• **GOAL OF THE EXERCISE**:
Go through the items below and copy out every line that contains the string "shallow", keeping each line unchanged.

• **RECORDS SHOWN**:

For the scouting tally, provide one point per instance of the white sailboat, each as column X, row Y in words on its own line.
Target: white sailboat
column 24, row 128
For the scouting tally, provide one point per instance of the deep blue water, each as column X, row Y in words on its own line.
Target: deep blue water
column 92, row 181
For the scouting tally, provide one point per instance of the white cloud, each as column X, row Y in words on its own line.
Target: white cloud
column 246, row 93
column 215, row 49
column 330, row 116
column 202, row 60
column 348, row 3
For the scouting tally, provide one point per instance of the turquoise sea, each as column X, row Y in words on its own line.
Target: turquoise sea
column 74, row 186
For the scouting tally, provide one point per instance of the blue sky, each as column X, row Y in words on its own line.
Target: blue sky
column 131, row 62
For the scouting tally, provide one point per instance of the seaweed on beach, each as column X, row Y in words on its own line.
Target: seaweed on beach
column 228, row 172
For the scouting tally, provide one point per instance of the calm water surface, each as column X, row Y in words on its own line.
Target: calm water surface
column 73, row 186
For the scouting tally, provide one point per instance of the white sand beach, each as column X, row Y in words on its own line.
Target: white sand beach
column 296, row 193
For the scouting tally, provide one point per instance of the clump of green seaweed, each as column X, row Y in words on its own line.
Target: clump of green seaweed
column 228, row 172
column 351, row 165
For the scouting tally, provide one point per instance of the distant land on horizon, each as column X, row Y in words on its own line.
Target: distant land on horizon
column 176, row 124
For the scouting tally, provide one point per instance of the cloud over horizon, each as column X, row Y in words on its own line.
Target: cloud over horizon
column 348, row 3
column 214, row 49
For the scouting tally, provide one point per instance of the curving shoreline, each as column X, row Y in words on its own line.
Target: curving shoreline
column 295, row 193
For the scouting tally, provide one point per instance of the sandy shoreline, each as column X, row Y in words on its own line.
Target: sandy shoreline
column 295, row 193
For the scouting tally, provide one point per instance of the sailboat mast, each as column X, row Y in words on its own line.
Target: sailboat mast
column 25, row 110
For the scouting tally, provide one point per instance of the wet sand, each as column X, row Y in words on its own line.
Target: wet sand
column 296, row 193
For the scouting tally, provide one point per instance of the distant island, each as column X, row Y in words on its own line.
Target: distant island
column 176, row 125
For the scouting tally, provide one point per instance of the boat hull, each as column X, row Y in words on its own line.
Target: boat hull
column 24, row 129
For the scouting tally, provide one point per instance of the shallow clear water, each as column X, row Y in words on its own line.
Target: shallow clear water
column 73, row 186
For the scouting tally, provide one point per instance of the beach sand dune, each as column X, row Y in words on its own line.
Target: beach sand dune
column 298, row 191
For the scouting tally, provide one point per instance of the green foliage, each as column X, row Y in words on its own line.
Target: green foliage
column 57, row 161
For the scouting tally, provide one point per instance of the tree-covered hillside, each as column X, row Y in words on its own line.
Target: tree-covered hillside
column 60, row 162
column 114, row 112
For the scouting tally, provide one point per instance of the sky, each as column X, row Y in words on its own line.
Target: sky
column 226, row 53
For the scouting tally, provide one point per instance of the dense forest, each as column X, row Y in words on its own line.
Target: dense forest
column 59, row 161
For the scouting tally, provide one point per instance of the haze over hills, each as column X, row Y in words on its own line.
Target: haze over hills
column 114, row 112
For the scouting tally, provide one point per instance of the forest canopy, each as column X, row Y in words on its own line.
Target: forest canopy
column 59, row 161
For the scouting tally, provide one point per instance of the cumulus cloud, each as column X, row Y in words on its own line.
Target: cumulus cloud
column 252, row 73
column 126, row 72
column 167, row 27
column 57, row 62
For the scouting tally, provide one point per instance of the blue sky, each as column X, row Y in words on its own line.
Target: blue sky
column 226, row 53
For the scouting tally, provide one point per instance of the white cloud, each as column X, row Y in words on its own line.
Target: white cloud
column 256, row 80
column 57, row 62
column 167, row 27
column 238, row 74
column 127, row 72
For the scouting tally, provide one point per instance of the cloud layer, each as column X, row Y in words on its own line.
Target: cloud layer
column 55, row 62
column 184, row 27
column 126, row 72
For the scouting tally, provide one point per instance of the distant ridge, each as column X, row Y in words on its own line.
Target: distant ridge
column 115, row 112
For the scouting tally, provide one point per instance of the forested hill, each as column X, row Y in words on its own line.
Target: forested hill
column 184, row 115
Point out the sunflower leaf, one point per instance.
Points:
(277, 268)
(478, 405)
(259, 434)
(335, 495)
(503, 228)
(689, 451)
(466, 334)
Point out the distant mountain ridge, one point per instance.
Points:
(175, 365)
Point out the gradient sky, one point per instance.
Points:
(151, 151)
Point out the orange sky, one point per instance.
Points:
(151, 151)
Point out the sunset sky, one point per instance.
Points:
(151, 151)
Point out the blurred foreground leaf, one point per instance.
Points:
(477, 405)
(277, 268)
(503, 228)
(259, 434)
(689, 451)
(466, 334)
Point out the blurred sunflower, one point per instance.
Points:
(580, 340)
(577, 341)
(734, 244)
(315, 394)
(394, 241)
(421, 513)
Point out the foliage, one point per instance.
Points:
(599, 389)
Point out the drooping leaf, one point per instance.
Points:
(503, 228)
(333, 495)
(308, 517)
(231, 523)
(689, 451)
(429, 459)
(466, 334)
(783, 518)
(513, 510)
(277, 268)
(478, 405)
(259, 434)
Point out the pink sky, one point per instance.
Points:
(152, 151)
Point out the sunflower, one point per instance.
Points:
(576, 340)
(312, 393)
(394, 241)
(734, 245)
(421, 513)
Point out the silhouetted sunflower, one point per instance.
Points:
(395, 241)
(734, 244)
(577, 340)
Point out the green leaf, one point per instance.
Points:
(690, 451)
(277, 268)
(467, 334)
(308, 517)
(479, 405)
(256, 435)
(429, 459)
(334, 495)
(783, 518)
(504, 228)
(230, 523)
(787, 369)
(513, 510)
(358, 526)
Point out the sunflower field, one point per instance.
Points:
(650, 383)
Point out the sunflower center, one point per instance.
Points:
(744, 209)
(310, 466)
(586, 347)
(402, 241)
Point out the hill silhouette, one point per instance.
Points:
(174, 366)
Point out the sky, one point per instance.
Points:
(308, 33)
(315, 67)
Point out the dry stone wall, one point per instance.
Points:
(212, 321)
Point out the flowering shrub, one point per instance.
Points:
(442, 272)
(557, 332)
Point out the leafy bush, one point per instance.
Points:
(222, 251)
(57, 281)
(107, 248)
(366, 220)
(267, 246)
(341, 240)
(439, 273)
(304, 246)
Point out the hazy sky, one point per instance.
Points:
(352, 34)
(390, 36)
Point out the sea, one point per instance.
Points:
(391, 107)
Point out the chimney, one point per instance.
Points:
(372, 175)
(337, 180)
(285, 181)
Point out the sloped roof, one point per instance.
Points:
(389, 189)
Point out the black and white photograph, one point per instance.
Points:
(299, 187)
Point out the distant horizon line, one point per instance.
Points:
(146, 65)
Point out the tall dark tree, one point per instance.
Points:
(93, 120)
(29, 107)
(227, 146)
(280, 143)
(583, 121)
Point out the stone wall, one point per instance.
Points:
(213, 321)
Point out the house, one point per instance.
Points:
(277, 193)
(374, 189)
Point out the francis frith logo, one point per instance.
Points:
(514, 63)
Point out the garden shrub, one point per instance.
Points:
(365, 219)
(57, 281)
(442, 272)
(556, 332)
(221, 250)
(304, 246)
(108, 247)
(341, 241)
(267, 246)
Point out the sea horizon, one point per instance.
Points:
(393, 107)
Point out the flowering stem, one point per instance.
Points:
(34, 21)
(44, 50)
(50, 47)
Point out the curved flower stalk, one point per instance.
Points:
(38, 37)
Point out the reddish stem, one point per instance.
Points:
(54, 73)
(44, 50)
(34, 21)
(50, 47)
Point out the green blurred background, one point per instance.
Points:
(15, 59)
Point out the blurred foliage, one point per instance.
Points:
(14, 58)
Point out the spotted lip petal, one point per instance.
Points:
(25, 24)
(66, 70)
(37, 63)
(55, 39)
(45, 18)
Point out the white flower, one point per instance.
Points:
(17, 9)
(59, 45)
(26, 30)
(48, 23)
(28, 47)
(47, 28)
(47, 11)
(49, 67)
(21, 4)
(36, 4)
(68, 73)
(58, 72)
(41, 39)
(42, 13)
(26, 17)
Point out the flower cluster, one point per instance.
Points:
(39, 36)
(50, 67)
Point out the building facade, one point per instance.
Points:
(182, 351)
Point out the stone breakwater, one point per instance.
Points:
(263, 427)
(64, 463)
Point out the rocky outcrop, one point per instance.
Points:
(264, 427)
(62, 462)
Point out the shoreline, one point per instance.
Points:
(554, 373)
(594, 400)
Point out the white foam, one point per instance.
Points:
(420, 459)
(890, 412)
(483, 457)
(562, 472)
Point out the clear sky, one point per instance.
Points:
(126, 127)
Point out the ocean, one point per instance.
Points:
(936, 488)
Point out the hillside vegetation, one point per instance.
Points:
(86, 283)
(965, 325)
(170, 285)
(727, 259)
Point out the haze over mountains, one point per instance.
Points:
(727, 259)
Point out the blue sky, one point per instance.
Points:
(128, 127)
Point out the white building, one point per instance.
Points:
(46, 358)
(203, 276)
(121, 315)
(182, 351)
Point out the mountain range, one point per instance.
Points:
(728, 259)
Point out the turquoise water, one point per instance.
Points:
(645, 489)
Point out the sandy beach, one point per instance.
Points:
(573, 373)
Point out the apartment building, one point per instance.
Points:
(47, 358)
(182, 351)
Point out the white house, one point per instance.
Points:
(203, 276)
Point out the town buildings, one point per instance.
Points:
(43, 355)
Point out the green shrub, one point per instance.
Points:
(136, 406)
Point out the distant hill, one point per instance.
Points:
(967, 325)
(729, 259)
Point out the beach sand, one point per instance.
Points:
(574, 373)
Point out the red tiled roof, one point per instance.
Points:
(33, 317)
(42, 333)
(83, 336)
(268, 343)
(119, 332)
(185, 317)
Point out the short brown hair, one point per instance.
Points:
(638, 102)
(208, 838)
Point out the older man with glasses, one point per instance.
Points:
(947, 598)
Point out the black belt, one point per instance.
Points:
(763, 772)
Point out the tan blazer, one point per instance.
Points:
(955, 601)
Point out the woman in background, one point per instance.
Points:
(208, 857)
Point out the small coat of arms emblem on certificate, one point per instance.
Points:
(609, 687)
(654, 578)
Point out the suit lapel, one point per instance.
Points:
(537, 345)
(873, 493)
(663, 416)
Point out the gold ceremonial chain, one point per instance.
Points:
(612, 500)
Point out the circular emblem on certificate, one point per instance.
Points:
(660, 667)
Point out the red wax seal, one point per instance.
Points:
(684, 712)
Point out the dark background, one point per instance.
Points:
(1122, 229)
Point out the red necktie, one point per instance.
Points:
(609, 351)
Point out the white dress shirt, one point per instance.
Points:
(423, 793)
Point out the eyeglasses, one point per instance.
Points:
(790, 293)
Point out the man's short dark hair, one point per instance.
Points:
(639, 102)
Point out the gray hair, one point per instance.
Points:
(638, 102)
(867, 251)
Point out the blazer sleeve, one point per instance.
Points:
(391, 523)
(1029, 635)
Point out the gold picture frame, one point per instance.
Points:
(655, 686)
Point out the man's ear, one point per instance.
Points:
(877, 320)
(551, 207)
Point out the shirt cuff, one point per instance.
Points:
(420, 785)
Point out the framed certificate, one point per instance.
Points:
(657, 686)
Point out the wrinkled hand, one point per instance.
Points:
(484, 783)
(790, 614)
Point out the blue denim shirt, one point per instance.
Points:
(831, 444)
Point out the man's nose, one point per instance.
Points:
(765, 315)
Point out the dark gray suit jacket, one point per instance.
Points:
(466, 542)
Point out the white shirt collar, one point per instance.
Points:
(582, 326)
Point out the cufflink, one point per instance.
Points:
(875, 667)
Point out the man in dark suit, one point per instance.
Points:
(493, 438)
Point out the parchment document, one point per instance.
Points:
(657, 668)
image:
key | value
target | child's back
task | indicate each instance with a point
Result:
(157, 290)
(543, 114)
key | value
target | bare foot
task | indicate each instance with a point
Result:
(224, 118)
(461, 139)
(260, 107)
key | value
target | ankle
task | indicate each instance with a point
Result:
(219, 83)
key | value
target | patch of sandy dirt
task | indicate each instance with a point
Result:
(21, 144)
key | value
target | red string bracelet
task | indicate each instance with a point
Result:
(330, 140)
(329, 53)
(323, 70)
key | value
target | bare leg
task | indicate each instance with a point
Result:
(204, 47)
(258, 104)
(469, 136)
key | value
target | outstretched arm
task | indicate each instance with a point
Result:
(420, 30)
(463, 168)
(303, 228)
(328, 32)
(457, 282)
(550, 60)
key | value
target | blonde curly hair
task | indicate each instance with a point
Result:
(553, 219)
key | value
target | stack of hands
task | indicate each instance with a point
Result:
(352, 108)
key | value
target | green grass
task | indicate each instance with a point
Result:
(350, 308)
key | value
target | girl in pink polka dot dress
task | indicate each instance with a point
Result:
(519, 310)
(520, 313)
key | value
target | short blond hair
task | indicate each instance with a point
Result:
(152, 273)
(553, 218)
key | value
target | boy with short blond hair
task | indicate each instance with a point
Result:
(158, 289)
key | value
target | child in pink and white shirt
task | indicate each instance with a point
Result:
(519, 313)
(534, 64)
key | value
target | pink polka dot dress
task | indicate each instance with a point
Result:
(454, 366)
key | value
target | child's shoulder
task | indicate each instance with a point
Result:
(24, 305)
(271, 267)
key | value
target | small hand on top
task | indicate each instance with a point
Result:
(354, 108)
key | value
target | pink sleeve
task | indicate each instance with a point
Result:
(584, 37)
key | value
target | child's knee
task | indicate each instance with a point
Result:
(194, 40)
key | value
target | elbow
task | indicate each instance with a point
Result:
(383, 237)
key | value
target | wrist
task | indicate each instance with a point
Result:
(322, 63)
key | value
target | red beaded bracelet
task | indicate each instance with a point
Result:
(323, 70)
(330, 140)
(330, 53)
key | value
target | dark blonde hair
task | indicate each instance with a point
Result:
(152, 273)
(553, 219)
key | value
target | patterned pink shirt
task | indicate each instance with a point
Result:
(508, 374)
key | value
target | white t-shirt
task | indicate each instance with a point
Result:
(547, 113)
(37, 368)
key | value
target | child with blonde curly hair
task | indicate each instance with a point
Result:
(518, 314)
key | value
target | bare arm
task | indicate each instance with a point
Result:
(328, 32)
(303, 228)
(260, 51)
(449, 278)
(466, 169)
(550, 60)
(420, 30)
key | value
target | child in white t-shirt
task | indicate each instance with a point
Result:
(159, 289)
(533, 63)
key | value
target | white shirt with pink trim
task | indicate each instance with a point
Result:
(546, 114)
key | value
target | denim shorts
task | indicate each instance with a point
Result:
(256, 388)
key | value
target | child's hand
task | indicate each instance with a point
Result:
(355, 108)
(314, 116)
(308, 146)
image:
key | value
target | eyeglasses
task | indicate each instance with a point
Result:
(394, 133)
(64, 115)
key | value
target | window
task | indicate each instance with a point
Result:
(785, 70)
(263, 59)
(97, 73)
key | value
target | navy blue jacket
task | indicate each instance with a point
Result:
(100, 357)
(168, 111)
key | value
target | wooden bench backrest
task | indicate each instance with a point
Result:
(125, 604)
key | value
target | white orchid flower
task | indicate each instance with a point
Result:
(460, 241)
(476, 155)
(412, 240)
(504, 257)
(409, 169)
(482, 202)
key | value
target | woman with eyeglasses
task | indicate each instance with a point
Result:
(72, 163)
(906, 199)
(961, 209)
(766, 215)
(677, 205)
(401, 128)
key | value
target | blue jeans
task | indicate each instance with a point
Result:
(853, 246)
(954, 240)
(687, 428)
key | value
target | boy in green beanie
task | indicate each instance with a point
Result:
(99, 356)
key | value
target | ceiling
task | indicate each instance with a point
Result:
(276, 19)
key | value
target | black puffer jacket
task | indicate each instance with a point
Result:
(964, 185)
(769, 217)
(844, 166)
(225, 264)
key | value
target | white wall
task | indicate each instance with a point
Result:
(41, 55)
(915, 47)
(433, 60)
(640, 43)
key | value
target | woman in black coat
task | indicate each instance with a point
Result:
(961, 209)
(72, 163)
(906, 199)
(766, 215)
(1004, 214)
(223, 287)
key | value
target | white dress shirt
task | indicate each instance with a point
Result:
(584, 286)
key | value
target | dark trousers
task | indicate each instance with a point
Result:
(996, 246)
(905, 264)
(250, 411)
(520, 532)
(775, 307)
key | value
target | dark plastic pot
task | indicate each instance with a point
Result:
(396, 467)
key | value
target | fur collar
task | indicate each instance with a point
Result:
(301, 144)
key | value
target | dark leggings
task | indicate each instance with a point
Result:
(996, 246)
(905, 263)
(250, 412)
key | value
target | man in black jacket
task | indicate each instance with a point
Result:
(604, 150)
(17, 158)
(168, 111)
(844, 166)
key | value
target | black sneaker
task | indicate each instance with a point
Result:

• **RESPONSE TO THIS EXERCISE**:
For the scouting tally, provide one point per instance of the shallow clear water, each as column X, row Y in words on its own line.
Target: shallow clear water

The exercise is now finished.